┌────────
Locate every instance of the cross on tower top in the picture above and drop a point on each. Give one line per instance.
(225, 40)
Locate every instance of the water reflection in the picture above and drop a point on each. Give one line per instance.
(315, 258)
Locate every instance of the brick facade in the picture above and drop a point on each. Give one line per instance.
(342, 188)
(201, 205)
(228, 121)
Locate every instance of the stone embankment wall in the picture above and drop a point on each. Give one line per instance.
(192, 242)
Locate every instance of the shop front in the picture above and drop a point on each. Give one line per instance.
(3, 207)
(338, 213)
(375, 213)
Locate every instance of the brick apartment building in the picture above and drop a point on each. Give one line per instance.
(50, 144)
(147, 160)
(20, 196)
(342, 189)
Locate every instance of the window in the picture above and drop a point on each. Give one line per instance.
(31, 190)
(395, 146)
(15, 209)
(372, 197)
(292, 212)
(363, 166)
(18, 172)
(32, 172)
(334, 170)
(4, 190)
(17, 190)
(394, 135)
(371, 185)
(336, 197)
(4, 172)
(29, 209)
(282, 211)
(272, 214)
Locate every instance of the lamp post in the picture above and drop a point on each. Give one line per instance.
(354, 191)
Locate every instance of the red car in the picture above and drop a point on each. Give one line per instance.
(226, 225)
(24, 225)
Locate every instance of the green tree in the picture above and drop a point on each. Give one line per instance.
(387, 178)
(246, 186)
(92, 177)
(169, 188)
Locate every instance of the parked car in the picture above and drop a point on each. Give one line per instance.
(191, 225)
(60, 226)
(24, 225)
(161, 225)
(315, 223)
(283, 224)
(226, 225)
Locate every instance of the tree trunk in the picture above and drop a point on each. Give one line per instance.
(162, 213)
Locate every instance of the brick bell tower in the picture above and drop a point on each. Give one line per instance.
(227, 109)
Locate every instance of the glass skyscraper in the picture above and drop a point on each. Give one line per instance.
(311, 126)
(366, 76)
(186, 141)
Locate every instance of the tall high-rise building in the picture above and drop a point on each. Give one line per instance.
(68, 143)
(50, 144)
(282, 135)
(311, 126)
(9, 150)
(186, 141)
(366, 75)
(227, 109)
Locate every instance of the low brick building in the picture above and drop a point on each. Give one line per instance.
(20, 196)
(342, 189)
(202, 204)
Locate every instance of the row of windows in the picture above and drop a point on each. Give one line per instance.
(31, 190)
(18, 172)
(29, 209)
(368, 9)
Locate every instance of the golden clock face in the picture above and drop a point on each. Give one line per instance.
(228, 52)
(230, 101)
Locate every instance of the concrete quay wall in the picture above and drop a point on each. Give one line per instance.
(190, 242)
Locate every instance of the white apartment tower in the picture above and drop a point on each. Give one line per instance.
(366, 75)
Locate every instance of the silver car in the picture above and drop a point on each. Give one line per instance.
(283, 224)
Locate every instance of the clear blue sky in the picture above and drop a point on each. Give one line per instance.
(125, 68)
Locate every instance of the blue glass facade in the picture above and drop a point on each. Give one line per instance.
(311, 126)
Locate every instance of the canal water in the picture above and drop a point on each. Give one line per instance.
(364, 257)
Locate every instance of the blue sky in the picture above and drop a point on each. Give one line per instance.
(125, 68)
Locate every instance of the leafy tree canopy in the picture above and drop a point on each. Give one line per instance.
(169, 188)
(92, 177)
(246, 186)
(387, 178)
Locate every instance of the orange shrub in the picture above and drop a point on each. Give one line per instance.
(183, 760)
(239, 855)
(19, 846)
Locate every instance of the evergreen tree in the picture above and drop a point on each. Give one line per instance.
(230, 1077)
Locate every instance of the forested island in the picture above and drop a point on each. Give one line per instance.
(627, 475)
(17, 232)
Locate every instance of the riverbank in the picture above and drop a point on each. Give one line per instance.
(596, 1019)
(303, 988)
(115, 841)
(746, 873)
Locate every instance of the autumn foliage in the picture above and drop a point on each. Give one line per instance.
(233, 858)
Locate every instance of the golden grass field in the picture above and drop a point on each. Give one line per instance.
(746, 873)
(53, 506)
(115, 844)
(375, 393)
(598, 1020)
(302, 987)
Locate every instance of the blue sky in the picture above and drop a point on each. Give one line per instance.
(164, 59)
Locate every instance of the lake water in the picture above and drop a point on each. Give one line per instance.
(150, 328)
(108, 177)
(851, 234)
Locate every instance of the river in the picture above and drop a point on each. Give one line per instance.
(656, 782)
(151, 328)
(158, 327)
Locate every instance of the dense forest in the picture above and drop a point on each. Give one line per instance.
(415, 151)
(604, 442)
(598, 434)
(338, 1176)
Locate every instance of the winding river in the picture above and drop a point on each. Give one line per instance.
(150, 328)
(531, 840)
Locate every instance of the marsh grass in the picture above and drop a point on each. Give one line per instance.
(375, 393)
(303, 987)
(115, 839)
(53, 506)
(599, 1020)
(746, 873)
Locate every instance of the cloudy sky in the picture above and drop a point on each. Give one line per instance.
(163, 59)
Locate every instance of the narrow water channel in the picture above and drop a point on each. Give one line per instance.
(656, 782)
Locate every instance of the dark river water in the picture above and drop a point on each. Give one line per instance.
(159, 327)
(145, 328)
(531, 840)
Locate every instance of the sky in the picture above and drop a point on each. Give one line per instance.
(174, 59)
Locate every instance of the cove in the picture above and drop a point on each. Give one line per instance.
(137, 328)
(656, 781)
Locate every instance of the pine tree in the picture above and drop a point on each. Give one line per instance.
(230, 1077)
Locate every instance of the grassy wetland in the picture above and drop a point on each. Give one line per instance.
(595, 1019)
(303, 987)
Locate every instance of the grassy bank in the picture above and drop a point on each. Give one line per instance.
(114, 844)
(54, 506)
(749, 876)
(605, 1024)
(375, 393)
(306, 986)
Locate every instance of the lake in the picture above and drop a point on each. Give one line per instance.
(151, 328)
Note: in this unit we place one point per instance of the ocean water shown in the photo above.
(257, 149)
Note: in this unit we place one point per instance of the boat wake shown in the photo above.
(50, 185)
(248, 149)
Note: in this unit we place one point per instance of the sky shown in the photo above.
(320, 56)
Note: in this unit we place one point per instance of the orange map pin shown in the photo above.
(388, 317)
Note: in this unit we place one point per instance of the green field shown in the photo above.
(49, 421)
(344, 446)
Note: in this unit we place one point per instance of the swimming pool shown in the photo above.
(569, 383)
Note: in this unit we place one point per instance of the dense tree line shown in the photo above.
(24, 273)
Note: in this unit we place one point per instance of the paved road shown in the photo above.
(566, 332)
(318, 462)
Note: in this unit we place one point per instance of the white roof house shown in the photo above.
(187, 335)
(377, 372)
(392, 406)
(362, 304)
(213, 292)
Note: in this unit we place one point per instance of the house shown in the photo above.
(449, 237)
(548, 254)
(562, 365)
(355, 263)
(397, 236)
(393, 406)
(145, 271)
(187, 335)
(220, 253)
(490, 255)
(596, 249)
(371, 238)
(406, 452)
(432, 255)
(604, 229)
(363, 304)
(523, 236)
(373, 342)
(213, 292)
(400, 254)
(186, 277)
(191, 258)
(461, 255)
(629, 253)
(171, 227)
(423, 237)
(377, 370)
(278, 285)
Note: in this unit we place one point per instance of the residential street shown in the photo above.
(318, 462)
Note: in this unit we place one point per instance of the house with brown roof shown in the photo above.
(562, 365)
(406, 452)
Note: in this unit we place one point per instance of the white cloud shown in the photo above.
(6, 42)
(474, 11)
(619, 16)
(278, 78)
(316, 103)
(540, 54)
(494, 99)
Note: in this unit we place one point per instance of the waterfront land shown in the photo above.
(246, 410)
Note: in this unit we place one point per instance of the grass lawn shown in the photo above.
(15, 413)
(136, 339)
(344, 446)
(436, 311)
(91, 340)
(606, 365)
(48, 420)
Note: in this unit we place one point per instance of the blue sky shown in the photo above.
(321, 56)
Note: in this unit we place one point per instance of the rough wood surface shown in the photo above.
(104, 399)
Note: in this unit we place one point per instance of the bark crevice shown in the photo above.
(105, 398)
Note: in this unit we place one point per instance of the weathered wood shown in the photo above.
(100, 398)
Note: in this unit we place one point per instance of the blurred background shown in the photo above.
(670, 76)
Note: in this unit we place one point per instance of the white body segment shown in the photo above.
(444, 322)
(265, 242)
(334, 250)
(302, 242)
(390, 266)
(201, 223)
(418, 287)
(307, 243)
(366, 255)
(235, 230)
└────────
Requirement: Start at the line holding "background shown in the photo above." and retype each line through the end of the material above, both included.

Your response:
Note: in this unit we place one point per instance of the blurred background shown in the photo above.
(670, 76)
Note: in this unit we place one point per instance of the white body segment shown in the photo above.
(444, 322)
(265, 242)
(334, 250)
(302, 242)
(390, 266)
(201, 223)
(418, 287)
(307, 243)
(366, 255)
(235, 230)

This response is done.